(Point-per-instance localization data)
⟨

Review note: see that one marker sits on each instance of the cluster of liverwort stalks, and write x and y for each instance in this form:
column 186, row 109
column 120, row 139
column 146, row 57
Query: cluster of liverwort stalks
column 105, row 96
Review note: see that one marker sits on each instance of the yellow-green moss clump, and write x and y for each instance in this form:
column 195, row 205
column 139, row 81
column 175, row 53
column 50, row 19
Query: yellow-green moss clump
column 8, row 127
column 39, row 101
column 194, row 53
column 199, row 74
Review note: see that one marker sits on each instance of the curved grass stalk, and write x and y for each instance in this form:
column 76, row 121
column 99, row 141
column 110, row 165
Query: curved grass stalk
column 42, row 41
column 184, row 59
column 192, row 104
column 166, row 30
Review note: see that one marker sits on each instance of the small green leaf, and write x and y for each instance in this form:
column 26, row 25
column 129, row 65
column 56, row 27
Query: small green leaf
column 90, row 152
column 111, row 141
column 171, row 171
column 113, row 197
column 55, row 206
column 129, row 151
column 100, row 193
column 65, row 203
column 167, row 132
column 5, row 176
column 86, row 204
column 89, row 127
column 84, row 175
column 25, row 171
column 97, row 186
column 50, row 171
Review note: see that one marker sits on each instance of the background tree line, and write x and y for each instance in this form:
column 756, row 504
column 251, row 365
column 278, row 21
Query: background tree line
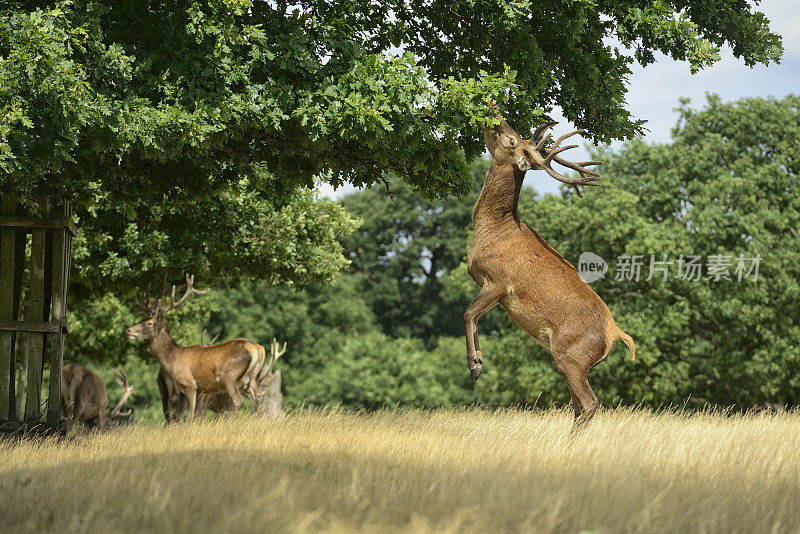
column 389, row 329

⟩

*WHAT YOU HAVE TO DO*.
Reproduce the data above word for word, but leave the images out.

*YOUR SOLUTION*.
Review note: see that one marker sits on each instance of the cluster of liverwort stalks, and write x and y for each instance in this form:
column 186, row 109
column 120, row 139
column 146, row 57
Query: cluster of liverwort stalks
column 105, row 96
Review note: see that one marker sits on each instance of the yellow-green moss clump, and write x and y for each instance in this form:
column 195, row 205
column 139, row 81
column 175, row 53
column 50, row 19
Query: yellow-green moss clump
column 8, row 127
column 39, row 101
column 194, row 53
column 199, row 74
Review note: see that one marker sits on each instance of the curved grass stalk, and write x and y for each instance in this form:
column 76, row 121
column 99, row 141
column 110, row 165
Query: curved grass stalk
column 42, row 41
column 184, row 59
column 192, row 104
column 166, row 30
Review note: see that one marker sits on each instance of the small green leaf, and write x and y for each instance in this form:
column 26, row 25
column 129, row 65
column 56, row 27
Query: small green leaf
column 90, row 152
column 111, row 141
column 171, row 171
column 113, row 197
column 55, row 206
column 129, row 151
column 100, row 193
column 65, row 203
column 167, row 132
column 5, row 176
column 86, row 204
column 89, row 127
column 84, row 175
column 25, row 171
column 97, row 186
column 50, row 171
Review note: see that one marker sits on each instance of the background tree line, and write x and y for each instance in this form:
column 756, row 504
column 251, row 365
column 278, row 21
Query: background tree line
column 389, row 329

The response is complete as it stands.